> [What to work on]: Repeat the whole listing word for word, skipping pictures.

Records for the task below:

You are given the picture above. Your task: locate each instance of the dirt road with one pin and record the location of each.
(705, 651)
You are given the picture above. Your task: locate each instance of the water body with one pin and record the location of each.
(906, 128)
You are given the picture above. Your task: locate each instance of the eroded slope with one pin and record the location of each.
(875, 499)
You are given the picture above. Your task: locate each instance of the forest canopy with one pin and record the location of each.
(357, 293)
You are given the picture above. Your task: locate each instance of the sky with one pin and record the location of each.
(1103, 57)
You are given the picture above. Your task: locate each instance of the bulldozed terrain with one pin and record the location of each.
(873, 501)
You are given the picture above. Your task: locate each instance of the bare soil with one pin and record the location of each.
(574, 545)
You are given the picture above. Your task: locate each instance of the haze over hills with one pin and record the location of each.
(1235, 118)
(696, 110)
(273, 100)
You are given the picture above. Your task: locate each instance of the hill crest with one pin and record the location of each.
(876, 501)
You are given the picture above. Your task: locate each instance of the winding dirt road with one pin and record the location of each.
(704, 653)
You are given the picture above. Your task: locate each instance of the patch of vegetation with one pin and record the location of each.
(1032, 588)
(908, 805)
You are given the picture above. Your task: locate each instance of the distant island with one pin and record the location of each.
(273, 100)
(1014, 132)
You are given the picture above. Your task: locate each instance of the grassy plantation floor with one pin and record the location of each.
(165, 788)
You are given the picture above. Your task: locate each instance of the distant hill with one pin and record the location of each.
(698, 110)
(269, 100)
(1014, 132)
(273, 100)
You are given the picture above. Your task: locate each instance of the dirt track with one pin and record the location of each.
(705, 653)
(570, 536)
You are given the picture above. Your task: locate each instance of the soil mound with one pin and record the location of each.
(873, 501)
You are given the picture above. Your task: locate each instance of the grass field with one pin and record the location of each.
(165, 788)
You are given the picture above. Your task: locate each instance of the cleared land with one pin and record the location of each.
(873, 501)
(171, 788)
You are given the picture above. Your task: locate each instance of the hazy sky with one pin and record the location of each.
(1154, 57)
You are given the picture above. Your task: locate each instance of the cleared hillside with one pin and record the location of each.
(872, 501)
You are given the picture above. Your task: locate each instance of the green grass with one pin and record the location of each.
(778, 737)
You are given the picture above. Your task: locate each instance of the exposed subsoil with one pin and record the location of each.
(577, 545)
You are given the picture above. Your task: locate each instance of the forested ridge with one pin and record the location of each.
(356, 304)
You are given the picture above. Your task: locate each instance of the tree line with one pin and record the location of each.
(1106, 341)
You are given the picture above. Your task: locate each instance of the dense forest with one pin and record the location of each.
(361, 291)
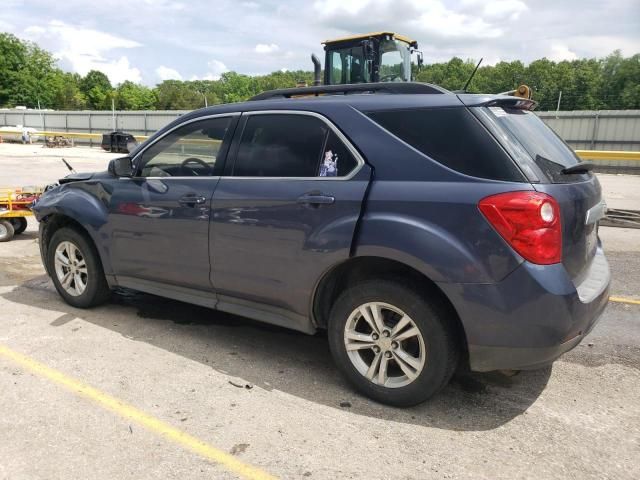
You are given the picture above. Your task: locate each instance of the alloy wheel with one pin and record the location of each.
(71, 268)
(384, 344)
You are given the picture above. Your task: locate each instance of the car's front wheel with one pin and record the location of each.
(393, 343)
(76, 269)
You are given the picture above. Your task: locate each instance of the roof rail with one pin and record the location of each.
(382, 87)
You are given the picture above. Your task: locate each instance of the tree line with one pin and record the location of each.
(29, 76)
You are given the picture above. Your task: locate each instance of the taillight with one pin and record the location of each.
(529, 222)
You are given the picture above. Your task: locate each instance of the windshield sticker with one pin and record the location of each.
(329, 167)
(498, 111)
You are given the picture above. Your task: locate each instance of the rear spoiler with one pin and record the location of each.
(513, 102)
(506, 101)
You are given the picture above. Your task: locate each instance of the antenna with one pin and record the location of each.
(473, 74)
(68, 166)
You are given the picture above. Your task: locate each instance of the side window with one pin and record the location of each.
(289, 145)
(336, 68)
(280, 145)
(191, 150)
(452, 137)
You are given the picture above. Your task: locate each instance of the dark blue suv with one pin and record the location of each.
(423, 229)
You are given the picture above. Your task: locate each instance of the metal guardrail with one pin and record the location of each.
(66, 134)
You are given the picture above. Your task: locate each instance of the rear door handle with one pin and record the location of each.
(191, 200)
(316, 199)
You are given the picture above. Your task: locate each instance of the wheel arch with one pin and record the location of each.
(53, 222)
(356, 269)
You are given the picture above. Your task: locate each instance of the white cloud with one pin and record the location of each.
(496, 10)
(168, 73)
(216, 68)
(414, 17)
(560, 52)
(267, 48)
(85, 49)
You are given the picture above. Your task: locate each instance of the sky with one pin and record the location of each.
(148, 41)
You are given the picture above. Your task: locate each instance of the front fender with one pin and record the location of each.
(76, 203)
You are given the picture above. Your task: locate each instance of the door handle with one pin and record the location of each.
(316, 199)
(191, 200)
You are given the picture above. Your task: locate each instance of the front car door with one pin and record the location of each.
(285, 214)
(159, 218)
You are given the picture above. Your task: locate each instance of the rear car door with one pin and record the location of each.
(159, 218)
(287, 210)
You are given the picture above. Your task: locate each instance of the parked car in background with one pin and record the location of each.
(118, 142)
(423, 229)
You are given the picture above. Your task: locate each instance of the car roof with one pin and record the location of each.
(327, 104)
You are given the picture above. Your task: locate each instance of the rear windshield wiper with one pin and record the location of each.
(581, 167)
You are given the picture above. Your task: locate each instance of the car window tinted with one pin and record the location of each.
(282, 145)
(549, 152)
(191, 150)
(337, 160)
(452, 137)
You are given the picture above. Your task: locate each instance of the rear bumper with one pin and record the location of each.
(532, 317)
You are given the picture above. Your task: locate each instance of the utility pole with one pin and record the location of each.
(559, 100)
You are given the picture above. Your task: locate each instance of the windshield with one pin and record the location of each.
(395, 61)
(347, 65)
(523, 134)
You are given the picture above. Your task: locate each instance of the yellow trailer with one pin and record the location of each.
(15, 207)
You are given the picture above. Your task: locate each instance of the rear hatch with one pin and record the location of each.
(544, 159)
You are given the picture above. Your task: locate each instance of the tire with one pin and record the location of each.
(88, 286)
(6, 230)
(426, 336)
(19, 224)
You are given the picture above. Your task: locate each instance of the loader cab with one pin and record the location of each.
(369, 58)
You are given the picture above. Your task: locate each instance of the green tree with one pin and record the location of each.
(13, 53)
(177, 95)
(131, 96)
(68, 95)
(97, 89)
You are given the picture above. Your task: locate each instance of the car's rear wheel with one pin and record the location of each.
(19, 224)
(76, 269)
(6, 230)
(392, 343)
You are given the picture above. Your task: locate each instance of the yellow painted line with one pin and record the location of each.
(152, 424)
(624, 300)
(607, 155)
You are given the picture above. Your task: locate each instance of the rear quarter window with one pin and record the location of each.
(522, 129)
(454, 138)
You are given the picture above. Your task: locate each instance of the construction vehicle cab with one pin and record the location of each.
(368, 58)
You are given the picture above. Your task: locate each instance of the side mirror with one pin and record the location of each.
(121, 167)
(368, 50)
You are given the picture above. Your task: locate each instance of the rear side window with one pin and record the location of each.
(289, 145)
(452, 137)
(524, 129)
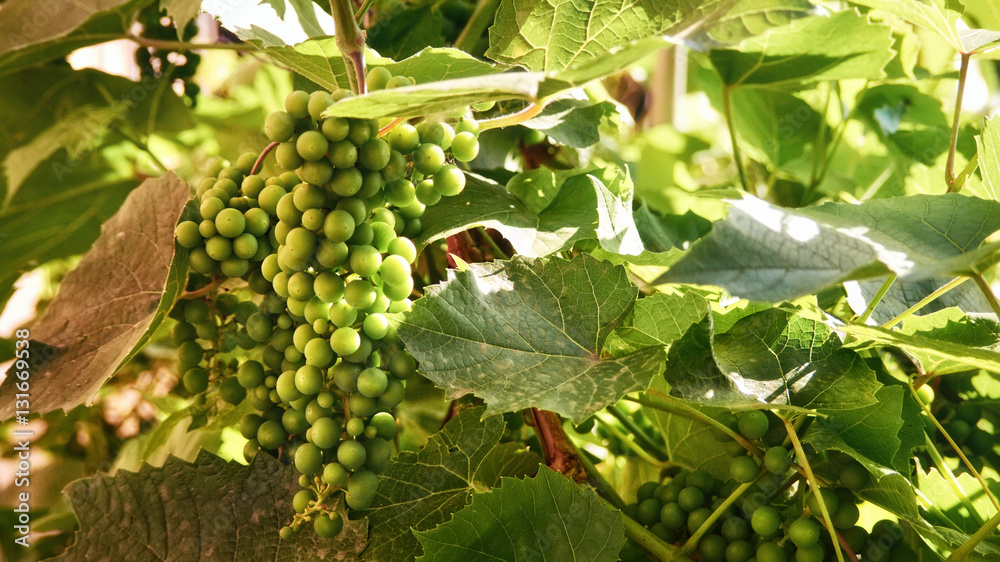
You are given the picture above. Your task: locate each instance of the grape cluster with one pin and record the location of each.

End of Records for the task.

> [Worked solution]:
You are given the picture above. Your task: locate each instance of the dirt road with one pin and record the location of each.
(705, 651)
You are given the picture above. Your task: locate each instance of the water body with one pin and record the location of each.
(906, 128)
You are given the picture above. Your task: locate each instance of the eroded slope with one pin and record the location of each.
(875, 499)
You are given the picture above. Your task: locate each instance of the forest canopy with one pin and record the location of each.
(357, 293)
You are given the picture above. Your task: locate each instance of the sky with one pin and record the location of each.
(1103, 57)
You are given the picture above. Your task: locate each instance of the bulldozed terrain with one pin and record the location of each.
(873, 501)
You are given the picture above. Your task: locate each instance of the bare soil with one pin and record the location of each.
(574, 545)
You are given the picture above. Your task: locate each instance of the haze over hills with one pin and record the location of each.
(1235, 118)
(696, 110)
(273, 100)
You are given the picture above. Your task: locate each instance of the hill crest with one pin and record the location of each.
(876, 501)
You are given the picture above. Your task: locate each instance of the winding dirt road with one pin and record the location of each.
(704, 653)
You are given the picture above. Your task: locate each instance of the patch of vegetation with one pin and record the location of each.
(1032, 588)
(908, 805)
You are given the picture above. Your task: locate each instance of the distant island with one pin and record the location of each.
(273, 100)
(1014, 132)
You are given the picture above. Your task: locate each instance of the grassy plantation floor with one pin and record the location of each.
(165, 788)
You are given the picture above. Your task: locate each instance of the distant hill with one pin and record the location of each.
(698, 110)
(269, 100)
(1014, 132)
(273, 100)
You are given the picture above. Your task: locate each instance of the dirt track with one pin and record the location of each.
(705, 653)
(570, 536)
You are given the picture above. Your task: locate each instance of the soil mound with one pin and record the location of each.
(873, 501)
You are given the picture above. Your task: locate each instance of the grass field with one pin and record the location of each.
(165, 788)
You are given the picture above. Your task: locate each instance of the cleared land with one pin and record the location of each.
(873, 501)
(171, 788)
You are given the picture above. Your task: locate each instance of the hazy sky with one pin and record the location of each.
(1154, 57)
You are given the picture above. Your task: locate each instance of the cleared hillside with one pin and record the location of each.
(872, 501)
You are given the picture above. Your task: locate each instance of the green grass with one pin and record the location of each.
(778, 737)
You are given the picture above. Your task: locate each instance of the exposed subsoil with one pin and record the location of each.
(577, 545)
You are given the picture above. Your task: locate each instance of the forested ridge with one pin and record the location of each.
(356, 304)
You are given the picture above. Your task: locate each instance of the tree line with one pin and record the location of each.
(1106, 341)
You are given the picture above. Your task: locate each instance of the dense forest with one pin and record the location of each.
(361, 291)
You are given the picture above. Your task: locate each instance of the alloy wheel with one pin and record the location of each.
(71, 268)
(384, 344)
You are given the picture above. Your task: locate each instance of the car's front wheel with one pin and record the location of each.
(393, 343)
(76, 269)
You are given the picture above. Your task: locate each instance of the roof rail with one pin and record the location of each.
(382, 87)
You are given the picture above. Your task: locate each instance of the tree line with one pin and record the location of each.
(29, 76)
You are given the picture above. Your task: locate each instance of the taillight with one pin and record the location of each.
(529, 222)
You are given the picture above. Your task: locate each instance of the windshield sticker with one pin and record the location of each.
(329, 167)
(498, 111)
You are given the picture above. Your task: locate each instance of the rear spoiler with one pin and record the location of each.
(513, 102)
(506, 101)
You are given the picture above. Your task: locate each instance of the antenna with one pin and record the location of each.
(473, 74)
(68, 166)
You are given the picture above. Your task: locate each instance of the side window with one pin and record the location of each.
(289, 145)
(336, 68)
(280, 145)
(191, 150)
(452, 137)
You are given the picture above. Your task: locate each instance of the dark blue suv with one pin and record the location of each.
(423, 229)
You are given the picture above. Your task: locate each instance of the metal guardrail with one pin and record the location of each.
(66, 134)
You are given the picture above. Your task: locate each instance of the rear door handle with one pin and record the location of each.
(191, 200)
(316, 199)
You are given the picture above. Your task: locate each instance of the wheel arch with one pin and record the location of each.
(53, 222)
(356, 269)
You are given the picture above. Your task: locate each instance of the white cloud with one pin and record the location of each.
(496, 10)
(168, 73)
(216, 68)
(414, 17)
(560, 52)
(267, 48)
(85, 49)
You are given the picture above. Your task: locate each instance of the sky with one pin and record the location of each.
(148, 41)
You are given the picture above. Your task: locate each instance of the front fender with one pin and record the location of each.
(76, 203)
You are given the picture above. Your task: locate each instance of the door handle with one pin and record the location of each.
(316, 199)
(191, 200)
You are given the picture above. Your task: locate each instance of the front car door with one pin and record the location of each.
(285, 214)
(159, 218)
You are given the picture above. Your task: locate each instance of the rear car door with one pin and record the location of each.
(159, 218)
(287, 210)
You are given the picture above. Your task: locate each instance of the parked car in background with one pin and record the location of each.
(118, 142)
(423, 229)
You are given the picture above. Your task: locate each instance of the car roof with one pin and record the location of each.
(327, 104)
You are given the picture above. Your task: locate each instance of the rear windshield wiper with one pin and record the location of each.
(581, 167)
You are given the picture above. Your task: locate each instance of the car window tinted with one pin and record the location of each.
(282, 145)
(549, 152)
(191, 150)
(337, 160)
(452, 137)
You are given the picture above. Your task: locate each instance of the rear bumper with one pin and record the location of each.
(532, 317)
You are given the picture above. Your task: locate each instance of the utility pole with one pin and record the location of each.
(559, 100)
You are given the picture above. Your task: locate each instance of the windshield with one pin and record the location of each.
(395, 61)
(347, 65)
(523, 134)
You are given the picture above. Your task: locate each instance of the yellow trailer with one pin and record the location of each.
(15, 207)
You are given the picture above. Your task: locate each instance of the rear hatch with one pin and record the location of each.
(544, 159)
You are given the picture above. Your task: locate each instance of the tire with one pin and record the location of each.
(88, 286)
(6, 230)
(426, 336)
(19, 224)
You are given the picture above. Your task: locate each instance of the loader cab with one pin and record the location of each.
(369, 58)
You are given the picture above. Your task: locate each instance of the green tree with one pin and record the location of each.
(13, 53)
(177, 95)
(131, 96)
(68, 95)
(97, 89)
You are given the picture above. Your task: locate each instance of the car's rear wheel with one pin and record the location of each.
(19, 224)
(76, 269)
(6, 230)
(392, 343)
You are given the picture above. Your task: locate each instance of the yellow painted line with one pin and record the location of each.
(152, 424)
(624, 300)
(607, 155)
You are given the picture above. Your task: locate each instance of the rear quarter window with one pin and record the location of each.
(522, 129)
(454, 138)
You are given the picture above. Your task: locate each instance of the construction vehicle cab with one pin and record the location of each.
(368, 58)
You are given the picture above. Your task: locate each instance of the side mirror with one pin and record the location of each.
(121, 167)
(368, 50)
You are given the picture above. Your task: locate each instance of the rear side window with one pin and record the location of each.
(289, 145)
(452, 137)
(524, 129)
You are given the picture above. Your task: locate each instance of the grape cluster with one pin and record the location of each.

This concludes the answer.